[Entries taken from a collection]

━━━

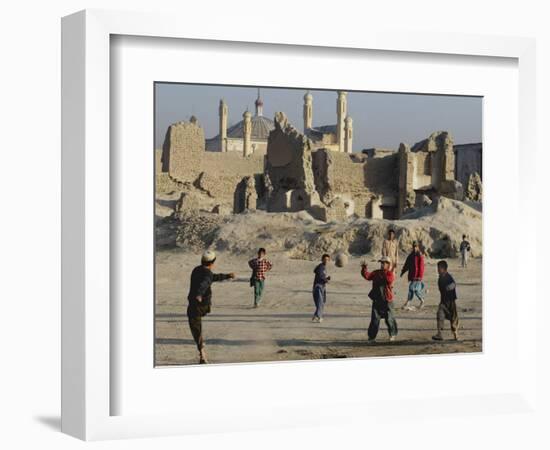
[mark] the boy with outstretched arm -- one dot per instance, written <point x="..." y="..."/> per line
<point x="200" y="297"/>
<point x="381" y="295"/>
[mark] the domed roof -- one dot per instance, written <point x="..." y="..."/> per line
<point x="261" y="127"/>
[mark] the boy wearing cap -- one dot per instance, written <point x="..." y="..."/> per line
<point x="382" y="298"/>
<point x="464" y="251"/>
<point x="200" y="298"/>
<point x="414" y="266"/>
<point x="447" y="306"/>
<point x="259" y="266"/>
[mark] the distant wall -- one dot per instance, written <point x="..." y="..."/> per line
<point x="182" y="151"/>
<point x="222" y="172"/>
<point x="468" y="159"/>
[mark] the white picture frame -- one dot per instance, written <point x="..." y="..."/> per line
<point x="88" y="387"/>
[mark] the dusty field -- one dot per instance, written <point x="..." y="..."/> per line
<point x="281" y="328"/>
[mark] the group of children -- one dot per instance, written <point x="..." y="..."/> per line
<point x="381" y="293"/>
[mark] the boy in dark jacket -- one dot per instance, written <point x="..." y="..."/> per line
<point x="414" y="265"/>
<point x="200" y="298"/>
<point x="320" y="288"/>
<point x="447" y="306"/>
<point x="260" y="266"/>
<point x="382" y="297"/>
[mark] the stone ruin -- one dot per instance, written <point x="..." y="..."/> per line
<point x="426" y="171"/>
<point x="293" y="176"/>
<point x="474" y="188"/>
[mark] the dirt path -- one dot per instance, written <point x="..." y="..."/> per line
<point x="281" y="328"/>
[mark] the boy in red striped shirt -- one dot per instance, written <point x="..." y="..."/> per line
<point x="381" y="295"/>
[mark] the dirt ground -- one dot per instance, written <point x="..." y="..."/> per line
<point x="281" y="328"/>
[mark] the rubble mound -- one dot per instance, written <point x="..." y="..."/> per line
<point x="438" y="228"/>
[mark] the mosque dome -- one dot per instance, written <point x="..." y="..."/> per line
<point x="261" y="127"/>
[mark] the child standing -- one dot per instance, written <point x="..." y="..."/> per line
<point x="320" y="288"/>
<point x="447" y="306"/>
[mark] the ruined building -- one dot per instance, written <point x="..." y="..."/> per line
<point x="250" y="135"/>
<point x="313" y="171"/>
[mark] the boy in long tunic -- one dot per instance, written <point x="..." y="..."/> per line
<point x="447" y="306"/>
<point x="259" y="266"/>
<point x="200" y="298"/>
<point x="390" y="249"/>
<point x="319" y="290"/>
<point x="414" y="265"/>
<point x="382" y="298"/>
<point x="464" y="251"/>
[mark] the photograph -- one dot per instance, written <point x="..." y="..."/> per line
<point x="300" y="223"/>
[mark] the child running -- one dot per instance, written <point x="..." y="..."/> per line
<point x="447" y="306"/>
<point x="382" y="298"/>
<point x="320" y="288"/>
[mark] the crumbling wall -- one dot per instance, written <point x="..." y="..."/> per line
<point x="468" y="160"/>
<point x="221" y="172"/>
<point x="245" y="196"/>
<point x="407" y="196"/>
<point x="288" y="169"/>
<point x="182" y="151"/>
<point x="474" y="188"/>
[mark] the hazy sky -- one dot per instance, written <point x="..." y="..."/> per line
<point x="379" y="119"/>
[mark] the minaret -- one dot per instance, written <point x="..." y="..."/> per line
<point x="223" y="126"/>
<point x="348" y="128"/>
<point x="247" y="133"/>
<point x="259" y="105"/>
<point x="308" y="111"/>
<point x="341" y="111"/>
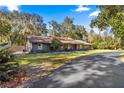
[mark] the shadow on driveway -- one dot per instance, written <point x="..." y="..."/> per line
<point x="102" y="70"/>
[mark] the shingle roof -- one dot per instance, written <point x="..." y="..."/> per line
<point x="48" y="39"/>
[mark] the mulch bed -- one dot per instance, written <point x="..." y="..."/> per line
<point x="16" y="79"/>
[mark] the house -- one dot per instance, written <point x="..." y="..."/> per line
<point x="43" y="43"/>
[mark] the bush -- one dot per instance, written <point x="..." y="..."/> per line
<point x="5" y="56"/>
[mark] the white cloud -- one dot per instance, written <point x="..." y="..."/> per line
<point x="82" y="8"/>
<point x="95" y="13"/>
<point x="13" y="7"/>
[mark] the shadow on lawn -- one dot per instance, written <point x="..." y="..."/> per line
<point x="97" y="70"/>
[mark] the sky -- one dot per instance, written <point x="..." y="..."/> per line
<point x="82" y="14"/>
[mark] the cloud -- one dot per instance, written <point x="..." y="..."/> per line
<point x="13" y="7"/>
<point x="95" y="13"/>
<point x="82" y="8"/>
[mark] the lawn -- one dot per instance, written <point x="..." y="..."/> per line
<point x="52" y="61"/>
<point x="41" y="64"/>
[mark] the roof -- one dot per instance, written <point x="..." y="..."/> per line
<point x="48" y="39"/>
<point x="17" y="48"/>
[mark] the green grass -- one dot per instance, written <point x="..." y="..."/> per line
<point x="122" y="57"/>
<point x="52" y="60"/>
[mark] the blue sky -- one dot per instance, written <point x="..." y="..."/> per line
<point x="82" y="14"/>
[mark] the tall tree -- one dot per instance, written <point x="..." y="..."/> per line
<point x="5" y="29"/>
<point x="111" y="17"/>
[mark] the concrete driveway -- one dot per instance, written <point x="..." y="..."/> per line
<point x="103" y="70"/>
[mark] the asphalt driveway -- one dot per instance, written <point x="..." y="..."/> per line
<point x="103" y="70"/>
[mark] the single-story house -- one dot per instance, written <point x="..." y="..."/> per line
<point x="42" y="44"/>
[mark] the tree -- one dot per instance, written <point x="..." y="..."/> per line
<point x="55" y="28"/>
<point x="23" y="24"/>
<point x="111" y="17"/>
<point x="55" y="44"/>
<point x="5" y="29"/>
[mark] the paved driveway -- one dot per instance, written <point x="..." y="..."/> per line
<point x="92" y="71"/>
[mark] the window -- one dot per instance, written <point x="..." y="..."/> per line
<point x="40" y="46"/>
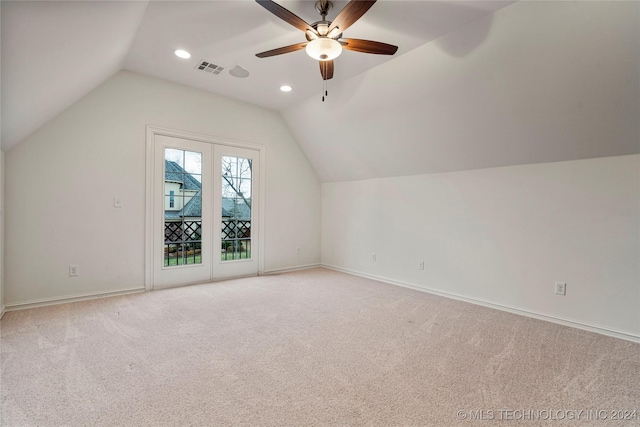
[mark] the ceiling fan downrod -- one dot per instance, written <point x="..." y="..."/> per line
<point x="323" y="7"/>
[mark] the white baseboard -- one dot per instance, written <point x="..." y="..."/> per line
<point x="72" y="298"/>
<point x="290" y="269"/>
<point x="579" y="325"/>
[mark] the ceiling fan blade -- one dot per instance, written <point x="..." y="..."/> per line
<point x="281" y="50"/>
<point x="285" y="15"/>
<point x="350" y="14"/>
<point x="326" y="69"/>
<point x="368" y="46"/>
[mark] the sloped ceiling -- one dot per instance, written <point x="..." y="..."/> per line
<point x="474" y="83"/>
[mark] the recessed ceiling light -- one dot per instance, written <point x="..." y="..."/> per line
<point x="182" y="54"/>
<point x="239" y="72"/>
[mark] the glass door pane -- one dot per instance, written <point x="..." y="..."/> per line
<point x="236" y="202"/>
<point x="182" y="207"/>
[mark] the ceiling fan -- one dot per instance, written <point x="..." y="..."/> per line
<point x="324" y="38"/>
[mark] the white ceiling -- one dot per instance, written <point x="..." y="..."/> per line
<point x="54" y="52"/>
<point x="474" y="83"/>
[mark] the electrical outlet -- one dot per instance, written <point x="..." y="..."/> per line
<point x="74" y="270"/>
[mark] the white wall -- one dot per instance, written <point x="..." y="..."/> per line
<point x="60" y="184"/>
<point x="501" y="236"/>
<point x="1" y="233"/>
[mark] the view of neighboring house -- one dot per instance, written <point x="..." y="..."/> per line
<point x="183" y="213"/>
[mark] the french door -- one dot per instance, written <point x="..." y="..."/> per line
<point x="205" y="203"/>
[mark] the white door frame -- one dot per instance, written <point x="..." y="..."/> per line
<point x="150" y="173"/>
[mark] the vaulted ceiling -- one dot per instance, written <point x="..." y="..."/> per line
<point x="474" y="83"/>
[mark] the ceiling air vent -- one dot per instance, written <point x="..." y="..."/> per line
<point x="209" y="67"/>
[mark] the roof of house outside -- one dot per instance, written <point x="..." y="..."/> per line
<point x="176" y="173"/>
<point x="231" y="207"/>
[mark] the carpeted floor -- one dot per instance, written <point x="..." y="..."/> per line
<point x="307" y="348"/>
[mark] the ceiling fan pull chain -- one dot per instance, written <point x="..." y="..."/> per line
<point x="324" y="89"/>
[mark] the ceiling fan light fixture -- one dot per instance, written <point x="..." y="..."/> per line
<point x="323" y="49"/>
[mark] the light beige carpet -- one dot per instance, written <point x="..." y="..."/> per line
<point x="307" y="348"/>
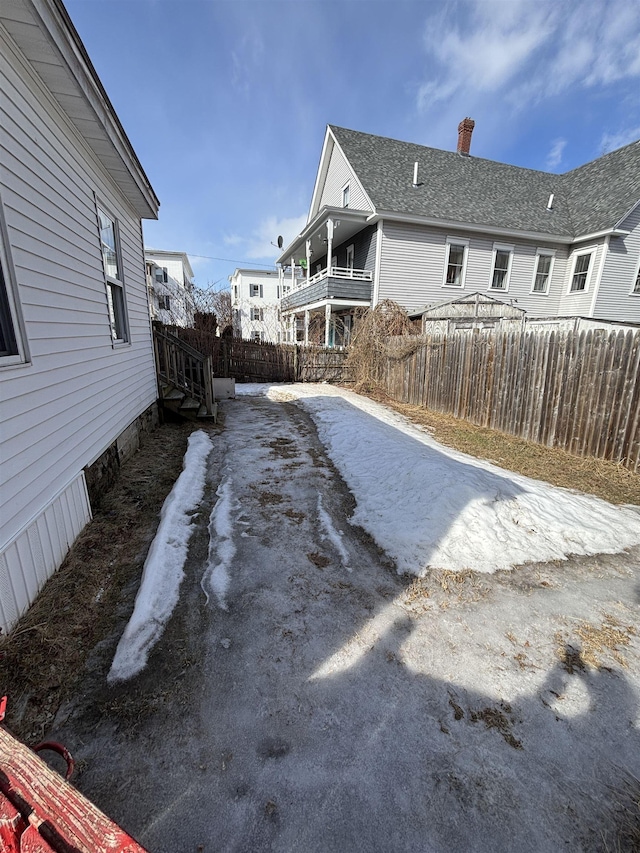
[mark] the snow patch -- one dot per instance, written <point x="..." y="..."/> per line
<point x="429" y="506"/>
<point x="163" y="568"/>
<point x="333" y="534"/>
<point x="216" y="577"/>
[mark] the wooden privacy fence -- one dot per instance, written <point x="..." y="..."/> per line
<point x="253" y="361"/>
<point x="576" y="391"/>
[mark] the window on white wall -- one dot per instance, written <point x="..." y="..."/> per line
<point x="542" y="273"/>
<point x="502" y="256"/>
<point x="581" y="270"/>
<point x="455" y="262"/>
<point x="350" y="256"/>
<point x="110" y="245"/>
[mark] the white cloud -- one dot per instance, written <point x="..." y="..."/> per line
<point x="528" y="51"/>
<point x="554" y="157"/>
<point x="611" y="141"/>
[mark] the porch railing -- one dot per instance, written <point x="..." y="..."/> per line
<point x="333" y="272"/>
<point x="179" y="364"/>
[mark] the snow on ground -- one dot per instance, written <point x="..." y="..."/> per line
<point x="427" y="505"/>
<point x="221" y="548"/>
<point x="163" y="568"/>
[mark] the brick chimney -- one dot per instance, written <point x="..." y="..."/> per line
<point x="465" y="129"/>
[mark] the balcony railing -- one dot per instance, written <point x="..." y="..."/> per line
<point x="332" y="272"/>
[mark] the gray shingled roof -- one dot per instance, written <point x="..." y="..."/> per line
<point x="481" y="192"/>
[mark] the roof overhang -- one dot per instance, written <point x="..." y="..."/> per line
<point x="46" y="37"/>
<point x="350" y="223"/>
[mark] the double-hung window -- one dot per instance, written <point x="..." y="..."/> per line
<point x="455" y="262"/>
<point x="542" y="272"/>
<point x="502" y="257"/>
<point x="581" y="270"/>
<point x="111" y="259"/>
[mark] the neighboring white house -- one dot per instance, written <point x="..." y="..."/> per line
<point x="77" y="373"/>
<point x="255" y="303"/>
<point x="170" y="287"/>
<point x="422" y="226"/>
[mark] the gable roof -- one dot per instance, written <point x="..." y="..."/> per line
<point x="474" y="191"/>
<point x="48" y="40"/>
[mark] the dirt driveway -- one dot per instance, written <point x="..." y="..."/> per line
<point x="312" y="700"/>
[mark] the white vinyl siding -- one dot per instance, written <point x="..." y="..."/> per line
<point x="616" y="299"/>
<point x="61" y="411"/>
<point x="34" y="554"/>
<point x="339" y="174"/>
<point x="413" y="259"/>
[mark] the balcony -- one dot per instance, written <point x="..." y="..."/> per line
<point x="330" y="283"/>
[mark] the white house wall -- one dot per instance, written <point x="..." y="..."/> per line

━━━

Exercise aim >> Take the line that contains "[mark] the gray" and each line after it down to the last of the records, and retype them exactly; add nothing else.

Written answer >>
[mark] the gray shingled roof -- one dot per instance, written <point x="..." y="..."/> per line
<point x="481" y="192"/>
[mark] the roof overhang -- one dot per instance, written <point x="..." y="..."/> per line
<point x="46" y="37"/>
<point x="350" y="223"/>
[mark] the double-hung window -- one dot per instance, written <point x="..." y="..."/> per line
<point x="455" y="262"/>
<point x="542" y="272"/>
<point x="502" y="257"/>
<point x="581" y="270"/>
<point x="111" y="259"/>
[mark] the neighboring white house -- one dot per instance, written <point x="..." y="..."/> per line
<point x="77" y="373"/>
<point x="255" y="303"/>
<point x="170" y="287"/>
<point x="422" y="226"/>
[mark] the gable roof -- one dot per instance, written <point x="..." y="..."/> per line
<point x="474" y="191"/>
<point x="48" y="40"/>
[mark] the dirt driveway -- one dot per instance, written <point x="..." y="..."/> per line
<point x="312" y="700"/>
[mark] the white vinyl siding -- one dot per instance, written <point x="..." y="..."/> per line
<point x="616" y="299"/>
<point x="61" y="411"/>
<point x="34" y="554"/>
<point x="339" y="174"/>
<point x="413" y="259"/>
[mark] the balcony -- one dot per instance, written <point x="..." y="..."/> per line
<point x="330" y="283"/>
[mark] the white house wall -- one dot per instance, written <point x="..." y="..."/> per line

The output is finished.